### STATED GOAL
From the line with "the groom's nose" through the final line, transcribe the material below character for character; include no other lines.

>> Start STORED RECORDS

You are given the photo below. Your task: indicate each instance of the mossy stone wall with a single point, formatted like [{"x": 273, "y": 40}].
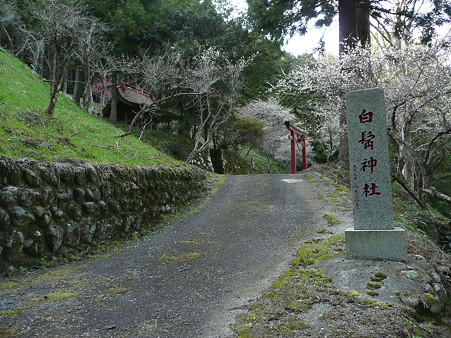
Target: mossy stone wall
[{"x": 59, "y": 208}]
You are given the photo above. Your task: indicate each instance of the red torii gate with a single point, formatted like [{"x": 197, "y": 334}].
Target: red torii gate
[{"x": 297, "y": 136}]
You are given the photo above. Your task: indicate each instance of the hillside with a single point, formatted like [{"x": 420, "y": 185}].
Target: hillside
[{"x": 27, "y": 132}]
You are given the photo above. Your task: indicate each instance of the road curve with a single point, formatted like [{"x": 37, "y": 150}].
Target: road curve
[{"x": 189, "y": 279}]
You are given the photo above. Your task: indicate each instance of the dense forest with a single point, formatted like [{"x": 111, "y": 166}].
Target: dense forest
[{"x": 221, "y": 82}]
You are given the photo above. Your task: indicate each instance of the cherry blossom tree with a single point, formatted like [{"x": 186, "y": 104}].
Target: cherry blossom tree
[
  {"x": 273, "y": 115},
  {"x": 416, "y": 79},
  {"x": 208, "y": 85}
]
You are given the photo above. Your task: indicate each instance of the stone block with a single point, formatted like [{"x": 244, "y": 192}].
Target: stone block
[{"x": 376, "y": 244}]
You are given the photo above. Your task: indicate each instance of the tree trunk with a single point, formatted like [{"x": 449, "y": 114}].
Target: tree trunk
[
  {"x": 347, "y": 24},
  {"x": 113, "y": 114},
  {"x": 78, "y": 86},
  {"x": 363, "y": 22},
  {"x": 55, "y": 89}
]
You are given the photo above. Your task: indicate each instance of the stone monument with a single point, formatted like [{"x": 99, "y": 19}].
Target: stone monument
[{"x": 374, "y": 235}]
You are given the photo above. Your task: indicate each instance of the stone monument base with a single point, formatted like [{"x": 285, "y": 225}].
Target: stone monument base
[{"x": 376, "y": 244}]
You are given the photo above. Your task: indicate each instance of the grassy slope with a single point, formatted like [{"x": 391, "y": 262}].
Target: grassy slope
[{"x": 26, "y": 132}]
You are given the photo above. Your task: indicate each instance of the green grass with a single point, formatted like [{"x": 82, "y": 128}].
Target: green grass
[{"x": 26, "y": 131}]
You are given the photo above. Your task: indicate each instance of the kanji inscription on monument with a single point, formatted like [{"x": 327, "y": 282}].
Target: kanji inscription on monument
[
  {"x": 374, "y": 234},
  {"x": 369, "y": 162}
]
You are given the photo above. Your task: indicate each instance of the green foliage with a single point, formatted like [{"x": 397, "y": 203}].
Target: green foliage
[{"x": 27, "y": 132}]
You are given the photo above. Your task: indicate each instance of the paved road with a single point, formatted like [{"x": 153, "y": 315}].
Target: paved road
[{"x": 189, "y": 279}]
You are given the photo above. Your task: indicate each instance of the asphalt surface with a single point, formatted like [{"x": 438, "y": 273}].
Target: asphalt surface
[{"x": 189, "y": 279}]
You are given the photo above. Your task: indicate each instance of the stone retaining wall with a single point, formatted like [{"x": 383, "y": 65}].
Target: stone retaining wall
[{"x": 57, "y": 209}]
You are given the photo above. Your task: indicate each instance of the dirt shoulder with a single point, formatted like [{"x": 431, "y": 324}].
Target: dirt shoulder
[{"x": 325, "y": 295}]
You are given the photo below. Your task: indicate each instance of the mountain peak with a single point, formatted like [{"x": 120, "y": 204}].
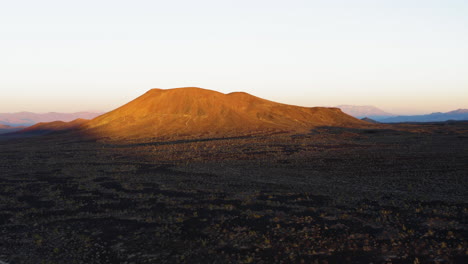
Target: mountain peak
[{"x": 198, "y": 112}]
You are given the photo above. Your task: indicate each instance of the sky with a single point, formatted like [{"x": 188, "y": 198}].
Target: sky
[{"x": 403, "y": 56}]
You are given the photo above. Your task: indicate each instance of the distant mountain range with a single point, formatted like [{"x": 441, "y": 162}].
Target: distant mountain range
[
  {"x": 361, "y": 111},
  {"x": 28, "y": 118},
  {"x": 374, "y": 113},
  {"x": 460, "y": 114},
  {"x": 8, "y": 129}
]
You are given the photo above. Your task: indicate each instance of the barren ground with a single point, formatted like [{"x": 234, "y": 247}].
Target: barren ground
[{"x": 331, "y": 196}]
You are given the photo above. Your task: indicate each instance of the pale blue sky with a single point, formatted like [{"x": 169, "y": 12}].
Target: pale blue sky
[{"x": 405, "y": 57}]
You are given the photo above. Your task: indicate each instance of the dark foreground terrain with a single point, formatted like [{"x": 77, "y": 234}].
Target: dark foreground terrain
[{"x": 396, "y": 195}]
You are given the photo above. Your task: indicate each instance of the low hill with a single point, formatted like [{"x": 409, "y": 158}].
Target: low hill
[
  {"x": 196, "y": 112},
  {"x": 456, "y": 115},
  {"x": 9, "y": 129},
  {"x": 361, "y": 111},
  {"x": 50, "y": 127},
  {"x": 370, "y": 120},
  {"x": 29, "y": 118}
]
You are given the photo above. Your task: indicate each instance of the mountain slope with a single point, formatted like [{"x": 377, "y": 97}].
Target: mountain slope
[
  {"x": 196, "y": 112},
  {"x": 460, "y": 114}
]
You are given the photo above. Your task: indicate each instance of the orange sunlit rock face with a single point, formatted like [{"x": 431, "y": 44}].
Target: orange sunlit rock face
[{"x": 196, "y": 112}]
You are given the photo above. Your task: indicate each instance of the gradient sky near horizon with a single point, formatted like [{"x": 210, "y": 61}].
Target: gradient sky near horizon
[{"x": 403, "y": 56}]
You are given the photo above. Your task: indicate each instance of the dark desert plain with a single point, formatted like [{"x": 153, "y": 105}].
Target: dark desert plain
[{"x": 191, "y": 175}]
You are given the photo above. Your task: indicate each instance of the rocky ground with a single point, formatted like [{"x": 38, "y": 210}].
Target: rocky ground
[{"x": 334, "y": 195}]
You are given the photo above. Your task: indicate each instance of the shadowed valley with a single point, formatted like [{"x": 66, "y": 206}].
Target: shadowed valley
[{"x": 191, "y": 175}]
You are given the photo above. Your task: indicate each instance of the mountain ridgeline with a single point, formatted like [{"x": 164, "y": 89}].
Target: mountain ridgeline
[
  {"x": 196, "y": 112},
  {"x": 199, "y": 113}
]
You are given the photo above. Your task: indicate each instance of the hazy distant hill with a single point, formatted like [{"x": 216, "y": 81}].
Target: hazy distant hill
[
  {"x": 370, "y": 120},
  {"x": 8, "y": 129},
  {"x": 361, "y": 111},
  {"x": 460, "y": 114},
  {"x": 28, "y": 118},
  {"x": 43, "y": 128}
]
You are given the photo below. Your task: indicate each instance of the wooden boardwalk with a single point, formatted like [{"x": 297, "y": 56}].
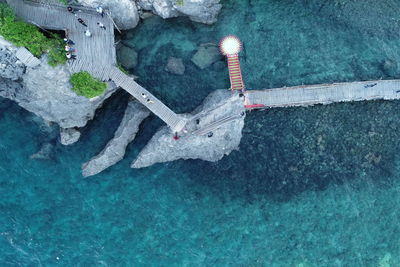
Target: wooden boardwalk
[
  {"x": 95, "y": 54},
  {"x": 309, "y": 95}
]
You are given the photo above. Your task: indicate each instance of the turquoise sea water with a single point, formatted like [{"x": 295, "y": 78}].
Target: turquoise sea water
[{"x": 312, "y": 186}]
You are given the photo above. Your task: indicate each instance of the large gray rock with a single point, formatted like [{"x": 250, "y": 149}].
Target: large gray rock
[
  {"x": 114, "y": 151},
  {"x": 47, "y": 93},
  {"x": 127, "y": 57},
  {"x": 206, "y": 55},
  {"x": 201, "y": 141},
  {"x": 123, "y": 12},
  {"x": 10, "y": 67},
  {"x": 69, "y": 136},
  {"x": 204, "y": 11}
]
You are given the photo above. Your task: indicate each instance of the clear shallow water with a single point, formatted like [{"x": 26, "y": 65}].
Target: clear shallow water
[{"x": 309, "y": 187}]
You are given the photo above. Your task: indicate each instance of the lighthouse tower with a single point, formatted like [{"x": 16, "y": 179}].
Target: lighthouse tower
[{"x": 230, "y": 46}]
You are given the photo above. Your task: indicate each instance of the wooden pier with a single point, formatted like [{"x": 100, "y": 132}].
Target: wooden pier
[
  {"x": 309, "y": 95},
  {"x": 95, "y": 54}
]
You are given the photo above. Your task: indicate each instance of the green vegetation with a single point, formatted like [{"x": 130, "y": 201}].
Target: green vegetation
[
  {"x": 24, "y": 34},
  {"x": 85, "y": 85},
  {"x": 122, "y": 69}
]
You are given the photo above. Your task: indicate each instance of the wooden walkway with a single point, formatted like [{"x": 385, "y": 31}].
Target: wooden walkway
[
  {"x": 95, "y": 54},
  {"x": 324, "y": 93},
  {"x": 27, "y": 58}
]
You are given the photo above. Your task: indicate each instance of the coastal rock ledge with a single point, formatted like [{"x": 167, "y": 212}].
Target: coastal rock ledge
[
  {"x": 114, "y": 151},
  {"x": 209, "y": 145}
]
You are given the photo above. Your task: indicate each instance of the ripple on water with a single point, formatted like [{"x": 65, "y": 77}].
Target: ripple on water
[{"x": 308, "y": 187}]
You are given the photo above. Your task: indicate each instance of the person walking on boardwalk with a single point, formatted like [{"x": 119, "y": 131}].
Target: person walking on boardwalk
[
  {"x": 82, "y": 22},
  {"x": 101, "y": 25},
  {"x": 70, "y": 10},
  {"x": 69, "y": 49},
  {"x": 70, "y": 56},
  {"x": 88, "y": 33},
  {"x": 68, "y": 41},
  {"x": 99, "y": 10}
]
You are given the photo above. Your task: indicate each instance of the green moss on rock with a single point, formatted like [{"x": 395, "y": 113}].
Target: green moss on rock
[{"x": 86, "y": 85}]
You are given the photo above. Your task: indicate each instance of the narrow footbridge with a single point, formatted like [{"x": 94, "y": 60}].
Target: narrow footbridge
[
  {"x": 309, "y": 95},
  {"x": 95, "y": 54}
]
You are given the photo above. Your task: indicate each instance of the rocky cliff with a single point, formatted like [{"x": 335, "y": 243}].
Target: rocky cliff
[
  {"x": 45, "y": 90},
  {"x": 202, "y": 141},
  {"x": 126, "y": 13}
]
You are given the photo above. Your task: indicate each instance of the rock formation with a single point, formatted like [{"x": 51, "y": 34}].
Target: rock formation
[
  {"x": 210, "y": 144},
  {"x": 45, "y": 90},
  {"x": 69, "y": 136},
  {"x": 123, "y": 12},
  {"x": 203, "y": 11},
  {"x": 114, "y": 151}
]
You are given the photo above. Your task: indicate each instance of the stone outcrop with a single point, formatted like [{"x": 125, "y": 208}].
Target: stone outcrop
[
  {"x": 69, "y": 136},
  {"x": 209, "y": 143},
  {"x": 203, "y": 11},
  {"x": 46, "y": 91},
  {"x": 114, "y": 151},
  {"x": 124, "y": 12}
]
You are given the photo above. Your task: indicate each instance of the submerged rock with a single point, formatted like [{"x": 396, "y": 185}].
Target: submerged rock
[
  {"x": 201, "y": 141},
  {"x": 206, "y": 55},
  {"x": 124, "y": 12},
  {"x": 45, "y": 152},
  {"x": 175, "y": 66},
  {"x": 389, "y": 67},
  {"x": 114, "y": 151},
  {"x": 127, "y": 56},
  {"x": 69, "y": 136},
  {"x": 203, "y": 11}
]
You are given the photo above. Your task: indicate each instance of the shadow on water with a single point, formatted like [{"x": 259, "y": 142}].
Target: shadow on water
[{"x": 287, "y": 151}]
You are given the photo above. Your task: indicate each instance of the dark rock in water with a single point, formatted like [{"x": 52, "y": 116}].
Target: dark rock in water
[
  {"x": 45, "y": 152},
  {"x": 114, "y": 151},
  {"x": 219, "y": 66},
  {"x": 128, "y": 57},
  {"x": 204, "y": 139},
  {"x": 175, "y": 66},
  {"x": 206, "y": 55},
  {"x": 389, "y": 67},
  {"x": 69, "y": 136}
]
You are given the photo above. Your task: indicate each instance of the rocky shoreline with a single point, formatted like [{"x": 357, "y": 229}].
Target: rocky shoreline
[
  {"x": 127, "y": 13},
  {"x": 46, "y": 92}
]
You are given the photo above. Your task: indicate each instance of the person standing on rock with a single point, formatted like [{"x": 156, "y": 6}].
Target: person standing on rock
[
  {"x": 69, "y": 49},
  {"x": 99, "y": 10},
  {"x": 101, "y": 25},
  {"x": 88, "y": 33},
  {"x": 68, "y": 41},
  {"x": 70, "y": 10},
  {"x": 82, "y": 22},
  {"x": 70, "y": 56}
]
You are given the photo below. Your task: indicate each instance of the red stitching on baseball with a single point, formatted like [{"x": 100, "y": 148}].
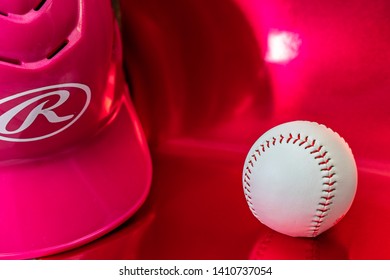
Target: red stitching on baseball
[{"x": 328, "y": 185}]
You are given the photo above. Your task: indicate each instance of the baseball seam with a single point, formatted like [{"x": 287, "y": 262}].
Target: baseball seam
[{"x": 324, "y": 161}]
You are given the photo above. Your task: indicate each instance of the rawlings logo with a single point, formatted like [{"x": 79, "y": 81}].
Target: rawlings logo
[{"x": 43, "y": 112}]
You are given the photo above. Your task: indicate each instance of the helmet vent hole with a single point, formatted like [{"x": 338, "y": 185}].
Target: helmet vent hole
[
  {"x": 40, "y": 5},
  {"x": 58, "y": 49},
  {"x": 10, "y": 60}
]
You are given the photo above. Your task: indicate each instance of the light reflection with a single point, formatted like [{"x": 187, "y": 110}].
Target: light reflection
[{"x": 282, "y": 46}]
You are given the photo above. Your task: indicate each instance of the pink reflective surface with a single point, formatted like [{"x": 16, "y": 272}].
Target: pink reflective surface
[{"x": 205, "y": 91}]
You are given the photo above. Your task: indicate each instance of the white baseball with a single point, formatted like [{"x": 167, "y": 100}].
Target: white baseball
[{"x": 300, "y": 178}]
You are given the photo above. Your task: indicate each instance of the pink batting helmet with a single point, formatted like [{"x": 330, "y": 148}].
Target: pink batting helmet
[{"x": 74, "y": 163}]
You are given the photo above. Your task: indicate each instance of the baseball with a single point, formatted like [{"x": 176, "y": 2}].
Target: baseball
[{"x": 300, "y": 178}]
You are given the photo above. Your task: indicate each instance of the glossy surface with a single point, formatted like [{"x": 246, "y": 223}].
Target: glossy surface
[
  {"x": 208, "y": 80},
  {"x": 74, "y": 163}
]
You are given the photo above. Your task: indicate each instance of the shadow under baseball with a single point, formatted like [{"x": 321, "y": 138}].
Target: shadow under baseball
[{"x": 272, "y": 245}]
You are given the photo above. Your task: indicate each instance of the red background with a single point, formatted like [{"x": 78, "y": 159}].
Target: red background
[{"x": 205, "y": 92}]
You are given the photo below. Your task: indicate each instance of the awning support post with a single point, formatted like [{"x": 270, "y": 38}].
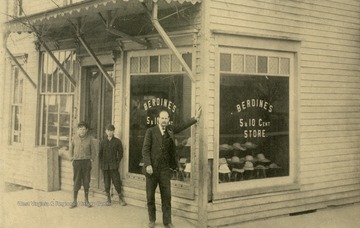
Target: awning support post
[
  {"x": 20, "y": 67},
  {"x": 97, "y": 61},
  {"x": 168, "y": 42}
]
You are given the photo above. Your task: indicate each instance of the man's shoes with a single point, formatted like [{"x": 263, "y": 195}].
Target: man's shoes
[
  {"x": 73, "y": 205},
  {"x": 151, "y": 224},
  {"x": 87, "y": 204}
]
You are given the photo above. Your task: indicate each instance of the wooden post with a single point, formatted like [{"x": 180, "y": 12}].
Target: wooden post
[
  {"x": 58, "y": 63},
  {"x": 13, "y": 58},
  {"x": 169, "y": 43}
]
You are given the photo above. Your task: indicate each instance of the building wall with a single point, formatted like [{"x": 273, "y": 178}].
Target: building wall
[
  {"x": 18, "y": 169},
  {"x": 328, "y": 146}
]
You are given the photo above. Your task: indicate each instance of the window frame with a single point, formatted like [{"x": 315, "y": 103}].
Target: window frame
[
  {"x": 179, "y": 188},
  {"x": 261, "y": 47},
  {"x": 14, "y": 105},
  {"x": 45, "y": 95}
]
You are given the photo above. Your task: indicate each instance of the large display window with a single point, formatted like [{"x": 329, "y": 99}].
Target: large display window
[
  {"x": 255, "y": 116},
  {"x": 158, "y": 82},
  {"x": 56, "y": 100}
]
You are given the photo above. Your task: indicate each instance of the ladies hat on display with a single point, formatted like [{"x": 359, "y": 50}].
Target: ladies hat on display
[
  {"x": 249, "y": 145},
  {"x": 261, "y": 158}
]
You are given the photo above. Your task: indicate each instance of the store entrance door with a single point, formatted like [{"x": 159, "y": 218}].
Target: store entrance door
[{"x": 97, "y": 102}]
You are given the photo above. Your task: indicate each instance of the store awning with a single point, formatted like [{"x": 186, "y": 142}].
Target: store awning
[{"x": 58, "y": 16}]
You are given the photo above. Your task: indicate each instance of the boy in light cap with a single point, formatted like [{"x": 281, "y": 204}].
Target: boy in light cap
[{"x": 110, "y": 155}]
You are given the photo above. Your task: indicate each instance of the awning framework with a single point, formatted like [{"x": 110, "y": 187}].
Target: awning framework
[
  {"x": 13, "y": 58},
  {"x": 62, "y": 16},
  {"x": 168, "y": 42}
]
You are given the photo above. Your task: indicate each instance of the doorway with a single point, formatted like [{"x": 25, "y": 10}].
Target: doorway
[{"x": 97, "y": 110}]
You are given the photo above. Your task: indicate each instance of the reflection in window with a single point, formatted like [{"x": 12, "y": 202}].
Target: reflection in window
[
  {"x": 151, "y": 93},
  {"x": 254, "y": 122},
  {"x": 56, "y": 100}
]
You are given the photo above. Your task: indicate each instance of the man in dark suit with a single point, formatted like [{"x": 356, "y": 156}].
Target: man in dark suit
[{"x": 159, "y": 156}]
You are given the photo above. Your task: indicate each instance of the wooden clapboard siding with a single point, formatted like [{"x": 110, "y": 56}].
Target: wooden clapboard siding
[
  {"x": 18, "y": 167},
  {"x": 66, "y": 175},
  {"x": 329, "y": 102}
]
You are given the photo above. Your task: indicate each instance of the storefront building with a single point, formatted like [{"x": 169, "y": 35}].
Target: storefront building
[{"x": 278, "y": 83}]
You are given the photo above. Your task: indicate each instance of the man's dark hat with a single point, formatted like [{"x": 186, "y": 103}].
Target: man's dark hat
[{"x": 110, "y": 127}]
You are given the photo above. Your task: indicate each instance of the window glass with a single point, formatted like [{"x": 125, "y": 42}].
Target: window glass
[
  {"x": 254, "y": 122},
  {"x": 16, "y": 109},
  {"x": 56, "y": 100}
]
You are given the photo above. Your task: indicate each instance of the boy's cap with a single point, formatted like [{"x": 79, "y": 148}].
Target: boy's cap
[{"x": 110, "y": 127}]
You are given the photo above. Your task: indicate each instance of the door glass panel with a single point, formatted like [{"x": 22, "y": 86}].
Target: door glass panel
[{"x": 149, "y": 94}]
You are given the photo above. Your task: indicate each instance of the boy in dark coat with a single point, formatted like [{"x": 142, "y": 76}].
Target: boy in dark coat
[{"x": 110, "y": 155}]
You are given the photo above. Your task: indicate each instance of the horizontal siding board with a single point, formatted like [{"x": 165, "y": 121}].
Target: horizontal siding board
[
  {"x": 326, "y": 96},
  {"x": 329, "y": 166},
  {"x": 279, "y": 205},
  {"x": 319, "y": 128},
  {"x": 311, "y": 174},
  {"x": 337, "y": 142},
  {"x": 348, "y": 115},
  {"x": 328, "y": 146},
  {"x": 256, "y": 20},
  {"x": 330, "y": 103},
  {"x": 331, "y": 177},
  {"x": 238, "y": 219},
  {"x": 330, "y": 121},
  {"x": 325, "y": 57},
  {"x": 355, "y": 158},
  {"x": 278, "y": 198}
]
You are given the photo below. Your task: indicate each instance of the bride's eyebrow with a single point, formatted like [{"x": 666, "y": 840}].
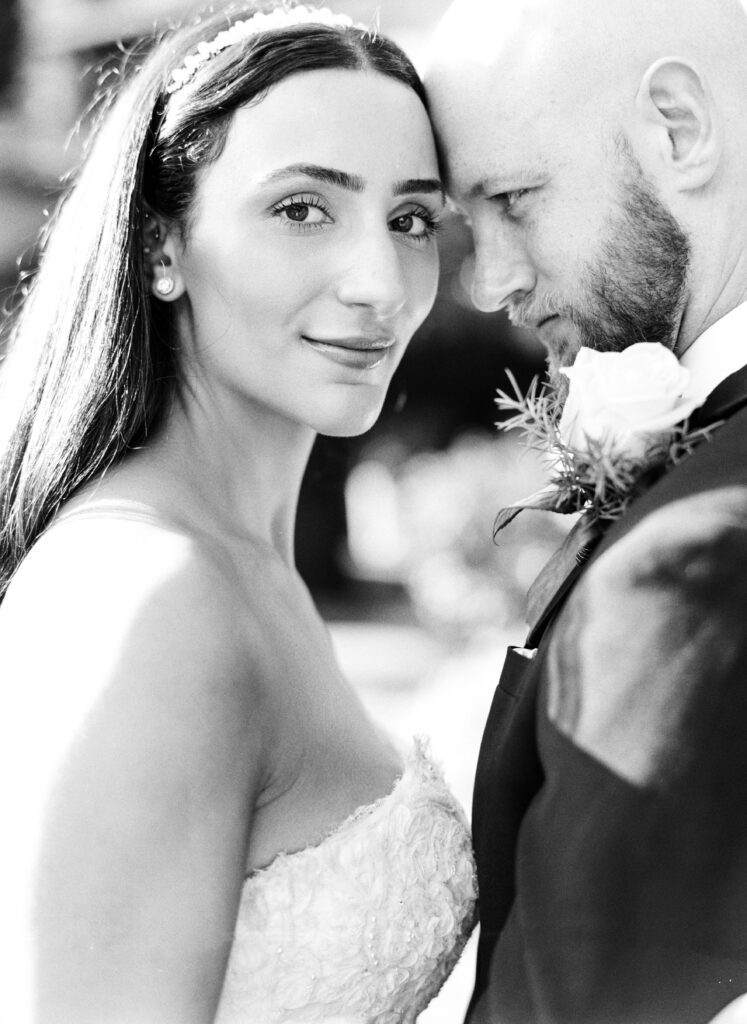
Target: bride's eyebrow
[
  {"x": 329, "y": 175},
  {"x": 351, "y": 182}
]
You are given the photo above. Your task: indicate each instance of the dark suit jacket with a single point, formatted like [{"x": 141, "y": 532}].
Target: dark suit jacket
[{"x": 610, "y": 811}]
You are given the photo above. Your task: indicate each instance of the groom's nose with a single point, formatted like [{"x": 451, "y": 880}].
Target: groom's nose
[{"x": 503, "y": 272}]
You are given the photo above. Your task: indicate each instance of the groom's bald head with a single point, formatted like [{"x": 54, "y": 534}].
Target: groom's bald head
[{"x": 536, "y": 94}]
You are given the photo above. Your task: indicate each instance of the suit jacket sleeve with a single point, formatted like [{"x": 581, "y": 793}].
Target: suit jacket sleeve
[{"x": 631, "y": 900}]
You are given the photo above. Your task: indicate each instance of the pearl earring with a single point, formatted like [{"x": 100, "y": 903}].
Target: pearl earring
[{"x": 165, "y": 284}]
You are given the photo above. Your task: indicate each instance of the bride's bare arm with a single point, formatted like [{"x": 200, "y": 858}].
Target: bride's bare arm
[{"x": 132, "y": 753}]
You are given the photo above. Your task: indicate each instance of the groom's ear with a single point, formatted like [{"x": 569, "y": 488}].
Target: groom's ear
[{"x": 677, "y": 107}]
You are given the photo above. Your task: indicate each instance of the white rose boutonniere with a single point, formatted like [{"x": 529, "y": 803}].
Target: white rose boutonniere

>> End STORED RECORDS

### EXERCISE SOLUTION
You are given the photo above. Your task: indicate each instance of the groom's nose with a single point, formatted like [{"x": 451, "y": 880}].
Target: groom's nose
[{"x": 503, "y": 272}]
You are given the photo above. Your task: indicate each instance of the groom's bald head with a single point, formatted like [{"x": 54, "y": 534}].
Target: groom's bald head
[{"x": 536, "y": 94}]
You are given the photo above. Your task: indicate each instance of the suit jacket sleeve with a single point, formatted like [{"x": 581, "y": 793}].
Target: suit jacket sleeve
[{"x": 631, "y": 900}]
You are given the photo above. Your task: indicate each instance of the pearl earring with a single point, formatted like [{"x": 100, "y": 903}].
Target: pearl earring
[{"x": 165, "y": 284}]
You are given the photo above. Your task: indicate each instance of the bride's bare arm with a single point, formatted like [{"x": 200, "y": 858}].
Target: bride's bare arm
[{"x": 132, "y": 753}]
You are given the photo above. Your task: indicate each instance of the groom's ear with a single point, formatted like [{"x": 569, "y": 488}].
Target: groom's ear
[{"x": 677, "y": 107}]
You are given the photo above. Your task: indicate each instance of the white rose boutonniere with a single point, formatted like [{"x": 529, "y": 803}].
Target: white rose boutonniere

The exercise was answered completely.